### Source excerpt
— START —
(MENAFN- Khaleej Times) "What a small world." An all-too-familiar phrase exercised frequently in the UAE usually to makes sense of coincidental encounters that occur between the city's 'global citizens'.
It should come as no shock that the current UAE population comprises 83 per cent non-UAE nationals, and within that, 58 per cent are South Asians, 17 per cent are other Asians and 8.5 per cent are expats from Western countries.
Cultural diversity has many reported advantages in the workplace, including increased employee innovation and and respect for cultural differences. However, managing a diverse workforce also comes with its challenges, and understanding how to simultaneously motivate individuals from different cultures, and keep them engaged, is something all successful international business owners must become adept with.
It is paramount that all employees feel they are appreciated and their opinions are valued, regardless of their heritage. By creating a positive work environment in which all employees feel valued, it provides a common practice of knowing and embracing diversity. Here are 5 ways to engage employees in a multicultural workforce.
Work towards a common goal
Employees are the backbone for meeting objectives that are set out within any company. Ensuring teams are working together towards these common goals and consistently restating them provides employees with a defined path to follow. By providing these set goals, it provides a guideline in which the team can use to work together and allow for their different creative opinions to shine through in a positive environment. Particularly where language and customs differ, it is important to keep all employees on the same page in order to minimise challenges posed by cultural barriers.
— END —
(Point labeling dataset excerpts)
— START —
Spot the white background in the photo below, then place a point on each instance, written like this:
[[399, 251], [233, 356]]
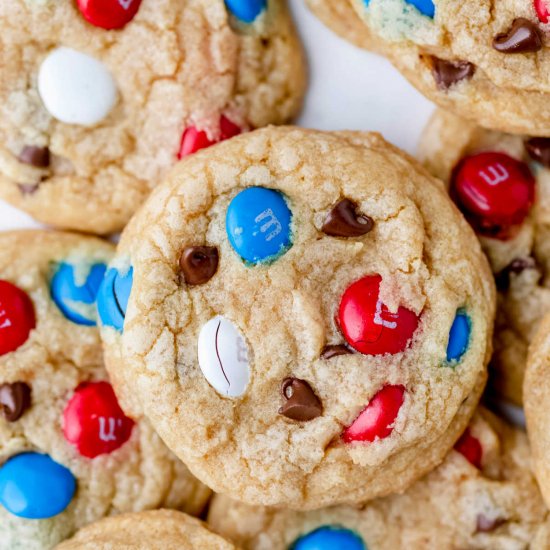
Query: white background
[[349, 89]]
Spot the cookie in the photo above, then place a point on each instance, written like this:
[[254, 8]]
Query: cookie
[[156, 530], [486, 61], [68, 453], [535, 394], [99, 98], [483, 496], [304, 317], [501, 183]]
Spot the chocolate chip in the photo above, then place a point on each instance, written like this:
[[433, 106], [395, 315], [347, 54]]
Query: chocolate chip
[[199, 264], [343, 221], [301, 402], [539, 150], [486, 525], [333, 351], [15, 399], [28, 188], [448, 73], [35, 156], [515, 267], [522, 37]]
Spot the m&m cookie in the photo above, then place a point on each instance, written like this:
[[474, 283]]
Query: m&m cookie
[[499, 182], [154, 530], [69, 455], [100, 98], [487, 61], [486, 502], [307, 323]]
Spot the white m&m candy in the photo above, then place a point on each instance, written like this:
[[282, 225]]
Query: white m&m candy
— END —
— START —
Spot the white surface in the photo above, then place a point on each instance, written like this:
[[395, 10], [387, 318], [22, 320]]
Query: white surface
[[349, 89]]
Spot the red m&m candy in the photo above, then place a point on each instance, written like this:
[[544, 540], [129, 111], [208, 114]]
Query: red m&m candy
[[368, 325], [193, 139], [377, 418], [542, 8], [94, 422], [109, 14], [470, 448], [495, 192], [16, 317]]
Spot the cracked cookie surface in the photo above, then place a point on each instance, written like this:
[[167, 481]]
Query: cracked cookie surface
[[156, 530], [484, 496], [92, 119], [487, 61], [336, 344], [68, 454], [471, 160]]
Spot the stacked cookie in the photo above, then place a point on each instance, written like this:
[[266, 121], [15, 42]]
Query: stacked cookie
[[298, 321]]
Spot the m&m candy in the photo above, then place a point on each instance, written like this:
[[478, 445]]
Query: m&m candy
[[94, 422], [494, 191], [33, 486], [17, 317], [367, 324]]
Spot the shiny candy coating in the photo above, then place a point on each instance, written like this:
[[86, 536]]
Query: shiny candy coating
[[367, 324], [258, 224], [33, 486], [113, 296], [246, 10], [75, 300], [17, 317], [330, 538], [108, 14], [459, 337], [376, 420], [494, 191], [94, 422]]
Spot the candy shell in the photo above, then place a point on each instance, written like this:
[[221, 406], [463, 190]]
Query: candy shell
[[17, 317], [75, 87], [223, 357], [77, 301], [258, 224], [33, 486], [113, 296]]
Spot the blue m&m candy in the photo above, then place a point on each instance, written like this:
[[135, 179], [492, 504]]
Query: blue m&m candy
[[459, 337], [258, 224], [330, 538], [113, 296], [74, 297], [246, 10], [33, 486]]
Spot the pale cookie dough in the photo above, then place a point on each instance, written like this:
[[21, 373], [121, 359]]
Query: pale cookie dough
— END —
### Task objective
Could you retype the whole article on engaging a multicultural workforce, word for word? These records were drawn from a separate source.

### Output below
(MENAFN- Khaleej Times) "What a small world." An all-too-familiar phrase exercised frequently in the UAE usually to makes sense of coincidental encounters that occur between the city's 'global citizens'.
It should come as no shock that the current UAE population comprises 83 per cent non-UAE nationals, and within that, 58 per cent are South Asians, 17 per cent are other Asians and 8.5 per cent are expats from Western countries.
Cultural diversity has many reported advantages in the workplace, including increased employee innovation and and respect for cultural differences. However, managing a diverse workforce also comes with its challenges, and understanding how to simultaneously motivate individuals from different cultures, and keep them engaged, is something all successful international business owners must become adept with.
It is paramount that all employees feel they are appreciated and their opinions are valued, regardless of their heritage. By creating a positive work environment in which all employees feel valued, it provides a common practice of knowing and embracing diversity. Here are 5 ways to engage employees in a multicultural workforce.
Work towards a common goal
Employees are the backbone for meeting objectives that are set out within any company. Ensuring teams are working together towards these common goals and consistently restating them provides employees with a defined path to follow. By providing these set goals, it provides a guideline in which the team can use to work together and allow for their different creative opinions to shine through in a positive environment. Particularly where language and customs differ, it is important to keep all employees on the same page in order to minimise challenges posed by cultural barriers.